*** DATA TO PROCESS
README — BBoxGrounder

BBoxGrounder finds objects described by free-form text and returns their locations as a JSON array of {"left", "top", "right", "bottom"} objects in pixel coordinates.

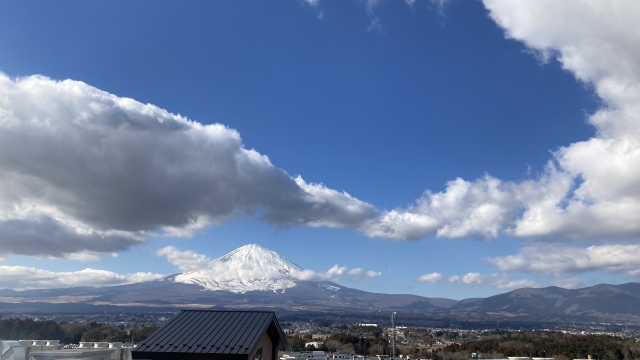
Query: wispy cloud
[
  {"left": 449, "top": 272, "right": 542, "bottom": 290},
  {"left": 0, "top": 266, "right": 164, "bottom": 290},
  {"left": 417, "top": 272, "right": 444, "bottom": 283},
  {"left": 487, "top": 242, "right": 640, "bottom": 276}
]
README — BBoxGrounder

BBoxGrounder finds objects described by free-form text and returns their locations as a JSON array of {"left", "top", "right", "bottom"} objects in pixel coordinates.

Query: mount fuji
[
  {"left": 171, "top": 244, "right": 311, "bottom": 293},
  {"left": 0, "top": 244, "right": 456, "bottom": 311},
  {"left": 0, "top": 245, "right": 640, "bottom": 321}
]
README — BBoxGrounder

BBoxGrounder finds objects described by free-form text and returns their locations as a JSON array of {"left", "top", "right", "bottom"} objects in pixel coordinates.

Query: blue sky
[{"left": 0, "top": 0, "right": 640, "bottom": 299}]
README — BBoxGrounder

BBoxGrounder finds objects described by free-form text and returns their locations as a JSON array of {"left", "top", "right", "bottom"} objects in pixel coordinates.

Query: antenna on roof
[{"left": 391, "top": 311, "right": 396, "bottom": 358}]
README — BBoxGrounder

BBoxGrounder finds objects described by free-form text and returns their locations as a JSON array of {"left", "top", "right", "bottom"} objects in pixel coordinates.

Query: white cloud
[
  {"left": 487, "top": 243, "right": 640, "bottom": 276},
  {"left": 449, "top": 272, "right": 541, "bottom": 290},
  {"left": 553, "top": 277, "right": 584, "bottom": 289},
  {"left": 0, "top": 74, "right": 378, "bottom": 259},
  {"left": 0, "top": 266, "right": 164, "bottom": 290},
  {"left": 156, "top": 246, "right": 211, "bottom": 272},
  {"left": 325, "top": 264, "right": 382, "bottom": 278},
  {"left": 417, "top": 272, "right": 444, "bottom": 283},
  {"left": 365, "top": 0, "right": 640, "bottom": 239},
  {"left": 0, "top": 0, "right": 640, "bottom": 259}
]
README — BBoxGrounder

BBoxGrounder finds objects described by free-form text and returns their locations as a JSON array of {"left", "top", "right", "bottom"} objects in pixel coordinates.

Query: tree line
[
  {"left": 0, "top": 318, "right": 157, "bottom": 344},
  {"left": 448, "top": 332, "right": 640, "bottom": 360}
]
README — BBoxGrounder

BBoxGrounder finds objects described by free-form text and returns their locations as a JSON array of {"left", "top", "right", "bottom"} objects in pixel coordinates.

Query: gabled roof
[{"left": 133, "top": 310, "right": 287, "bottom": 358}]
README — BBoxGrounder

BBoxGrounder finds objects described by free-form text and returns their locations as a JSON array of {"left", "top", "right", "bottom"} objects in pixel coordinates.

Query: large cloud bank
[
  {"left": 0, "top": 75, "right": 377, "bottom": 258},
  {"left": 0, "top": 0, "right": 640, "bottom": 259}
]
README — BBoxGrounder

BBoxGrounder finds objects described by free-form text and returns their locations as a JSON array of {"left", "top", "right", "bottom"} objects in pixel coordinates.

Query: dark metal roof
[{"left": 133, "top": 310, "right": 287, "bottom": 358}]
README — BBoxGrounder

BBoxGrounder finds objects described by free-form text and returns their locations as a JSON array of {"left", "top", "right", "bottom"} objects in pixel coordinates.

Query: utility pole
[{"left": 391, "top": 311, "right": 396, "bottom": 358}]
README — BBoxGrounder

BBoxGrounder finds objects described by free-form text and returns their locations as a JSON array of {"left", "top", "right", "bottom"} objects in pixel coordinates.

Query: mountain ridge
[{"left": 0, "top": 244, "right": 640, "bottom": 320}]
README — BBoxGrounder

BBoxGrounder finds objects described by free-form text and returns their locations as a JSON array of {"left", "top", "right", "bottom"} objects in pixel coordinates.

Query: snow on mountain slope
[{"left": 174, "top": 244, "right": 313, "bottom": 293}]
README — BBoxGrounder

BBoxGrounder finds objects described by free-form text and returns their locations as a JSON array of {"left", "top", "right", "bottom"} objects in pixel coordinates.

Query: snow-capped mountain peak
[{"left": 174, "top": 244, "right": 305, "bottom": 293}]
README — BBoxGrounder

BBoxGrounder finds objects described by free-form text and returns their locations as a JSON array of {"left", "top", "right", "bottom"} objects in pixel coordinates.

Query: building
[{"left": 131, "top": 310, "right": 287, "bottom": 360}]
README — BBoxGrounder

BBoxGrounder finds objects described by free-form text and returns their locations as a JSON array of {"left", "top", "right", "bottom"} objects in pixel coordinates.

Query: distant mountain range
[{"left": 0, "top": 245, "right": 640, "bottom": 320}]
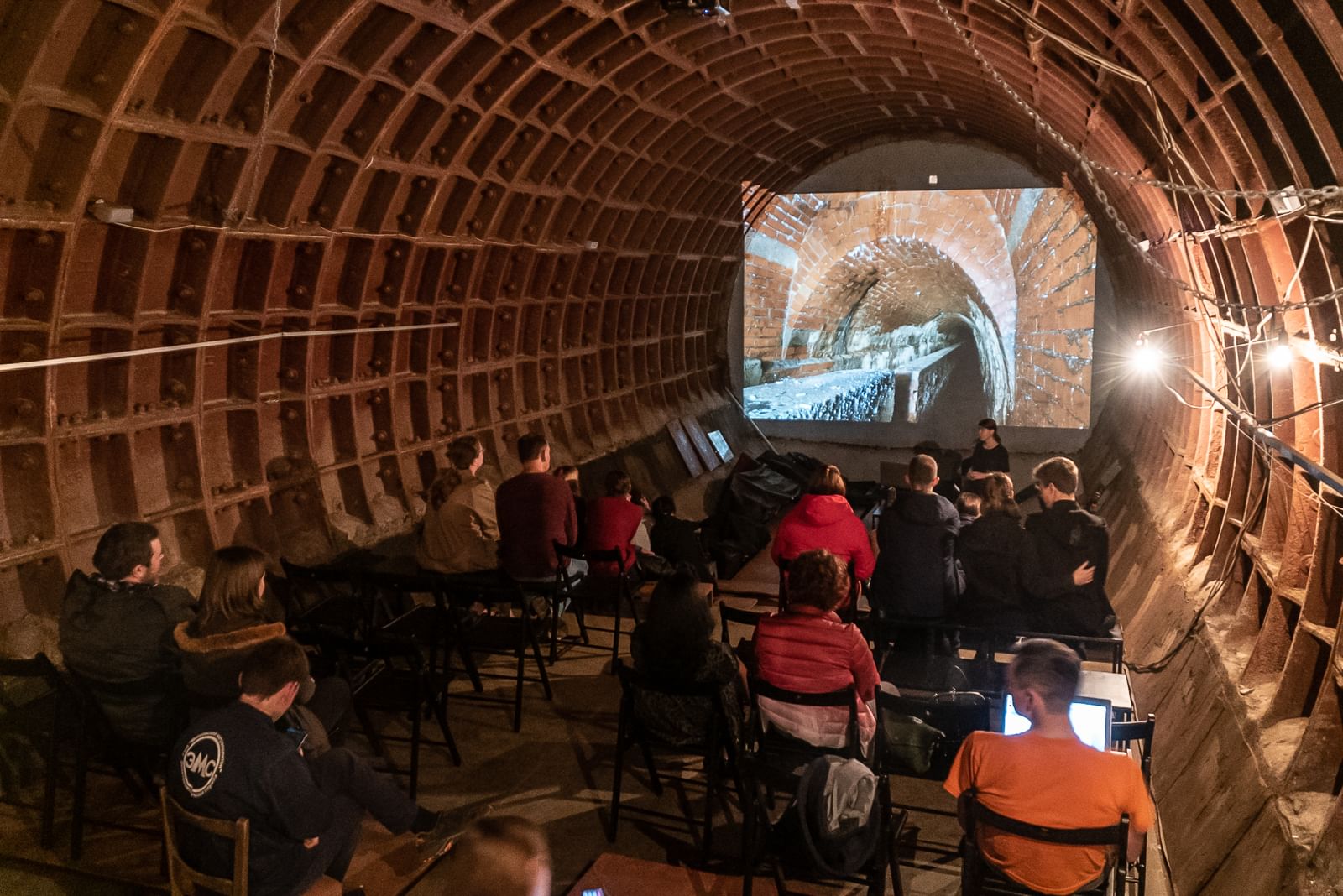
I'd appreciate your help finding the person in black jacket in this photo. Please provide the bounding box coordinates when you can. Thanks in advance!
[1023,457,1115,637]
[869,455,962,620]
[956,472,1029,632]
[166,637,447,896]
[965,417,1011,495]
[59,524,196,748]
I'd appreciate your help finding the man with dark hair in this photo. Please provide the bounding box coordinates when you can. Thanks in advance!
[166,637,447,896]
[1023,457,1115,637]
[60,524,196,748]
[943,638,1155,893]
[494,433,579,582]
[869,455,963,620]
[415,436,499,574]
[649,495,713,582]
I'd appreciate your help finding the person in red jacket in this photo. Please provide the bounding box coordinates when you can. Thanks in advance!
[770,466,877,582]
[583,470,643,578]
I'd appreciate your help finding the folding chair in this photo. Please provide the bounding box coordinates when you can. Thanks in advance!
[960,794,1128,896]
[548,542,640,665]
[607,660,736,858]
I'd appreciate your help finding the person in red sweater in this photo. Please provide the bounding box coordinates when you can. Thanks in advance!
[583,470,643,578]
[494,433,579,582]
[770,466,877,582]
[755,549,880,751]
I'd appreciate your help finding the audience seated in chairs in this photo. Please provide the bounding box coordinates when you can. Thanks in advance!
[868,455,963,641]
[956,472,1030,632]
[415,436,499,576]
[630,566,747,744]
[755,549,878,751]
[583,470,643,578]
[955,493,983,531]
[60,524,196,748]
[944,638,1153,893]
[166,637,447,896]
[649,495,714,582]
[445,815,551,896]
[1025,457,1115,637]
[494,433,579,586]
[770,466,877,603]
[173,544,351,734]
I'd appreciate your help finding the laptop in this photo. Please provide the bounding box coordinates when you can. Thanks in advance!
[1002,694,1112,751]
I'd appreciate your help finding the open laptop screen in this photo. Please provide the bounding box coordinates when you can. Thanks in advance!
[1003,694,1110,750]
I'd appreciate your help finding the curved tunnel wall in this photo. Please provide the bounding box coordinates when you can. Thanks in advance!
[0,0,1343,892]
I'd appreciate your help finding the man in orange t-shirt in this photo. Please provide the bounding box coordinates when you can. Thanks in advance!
******
STATED PROBLEM
Reproduce the entries in the stretch from the line containing "I'd appreciate your help finding the audience" through the line containing "[173,544,351,734]", both included, requests and all, and multiply every bounding box coordinate in the answers by 1.45, rounding to whole numbers with halves rounded up. Give only these lines.

ANSWER TO THIS TASK
I'd appreciate your help finding the audience seated in chairs in this photo. Please provide the bounding box coordinates when you can. Thanks in advance!
[1259,660,1396,929]
[1386,684,1494,916]
[602,632,724,835]
[914,821,1083,1079]
[1095,796,1273,1089]
[845,682,932,838]
[1385,715,1425,770]
[87,760,284,1085]
[1369,925,1672,1295]
[241,924,648,1299]
[941,718,1035,844]
[645,1182,799,1299]
[1486,663,1617,924]
[716,628,840,850]
[1117,676,1272,874]
[251,789,509,1064]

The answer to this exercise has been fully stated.